++++ LISTED RECORDS

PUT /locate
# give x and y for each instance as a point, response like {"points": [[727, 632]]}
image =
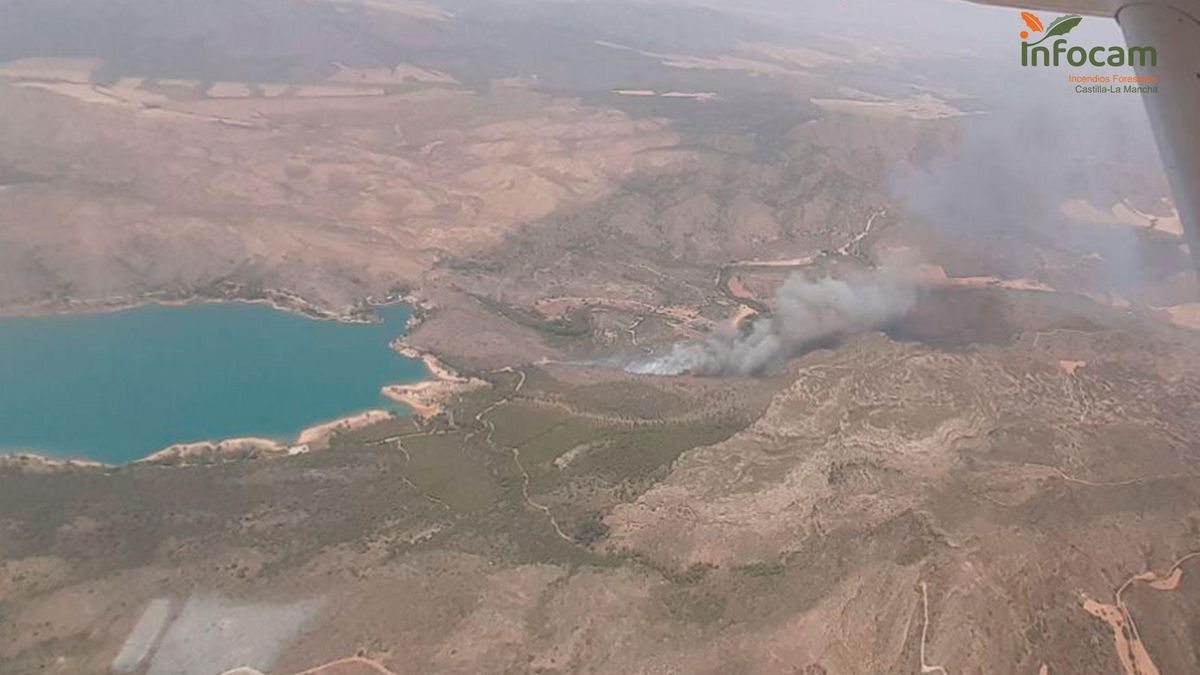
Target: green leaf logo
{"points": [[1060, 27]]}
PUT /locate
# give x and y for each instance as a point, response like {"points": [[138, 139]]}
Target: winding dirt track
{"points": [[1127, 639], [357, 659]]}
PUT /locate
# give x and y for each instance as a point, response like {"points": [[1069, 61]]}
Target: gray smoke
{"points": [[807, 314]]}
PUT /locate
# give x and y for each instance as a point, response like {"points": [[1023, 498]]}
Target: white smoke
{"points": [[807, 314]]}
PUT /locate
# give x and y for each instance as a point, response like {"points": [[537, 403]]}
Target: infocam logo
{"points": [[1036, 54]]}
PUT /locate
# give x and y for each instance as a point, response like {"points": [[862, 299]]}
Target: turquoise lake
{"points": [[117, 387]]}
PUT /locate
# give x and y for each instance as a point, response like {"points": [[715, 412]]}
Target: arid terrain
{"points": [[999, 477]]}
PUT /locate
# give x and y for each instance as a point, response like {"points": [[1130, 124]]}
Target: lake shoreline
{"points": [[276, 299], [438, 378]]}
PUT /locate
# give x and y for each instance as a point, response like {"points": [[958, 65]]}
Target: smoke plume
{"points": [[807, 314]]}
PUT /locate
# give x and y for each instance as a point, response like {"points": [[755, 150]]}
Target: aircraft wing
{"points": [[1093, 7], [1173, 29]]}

++++++++

**WHAT YOU ARE ASKED TO DO**
Copy out the entries verbatim and leave the images out.

**EXERCISE ANSWER**
PUT /locate
# give x and y for each instance as a point, response like {"points": [[727, 632]]}
image =
Target: green leaf logo
{"points": [[1060, 27]]}
PUT /locate
# give x and y for each instance as a point, response like {"points": [[138, 139]]}
Target: winding dirt track
{"points": [[1127, 639], [357, 659]]}
PUT /locate
# give x and y for each instance as a point, response like {"points": [[1069, 61]]}
Target: gray smoke
{"points": [[807, 314]]}
PUT /locate
# give x and y for each instance as a point, response like {"points": [[1023, 498]]}
Target: white smoke
{"points": [[807, 314]]}
PUT /locate
# give x and y for each instance as a point, response like {"points": [[537, 403]]}
Target: infocam logo
{"points": [[1036, 54]]}
PUT /locate
# give x and y for each instance as a point, response like {"points": [[862, 299]]}
Target: turquoise lake
{"points": [[117, 387]]}
PUT /locate
# give x and y for each instance as a point, response like {"points": [[715, 412]]}
Target: arid terrain
{"points": [[999, 477]]}
PUT /locate
# give x and y for each instance as a point, response like {"points": [[1130, 124]]}
Target: lake shoreline
{"points": [[276, 299], [438, 378]]}
PUT /locate
# give x and y for each instance as a point, response like {"points": [[958, 65]]}
Target: smoke plume
{"points": [[807, 314]]}
PUT /locate
# give x and y for each instance as a point, response like {"points": [[755, 150]]}
Target: aircraft wing
{"points": [[1093, 7], [1173, 29]]}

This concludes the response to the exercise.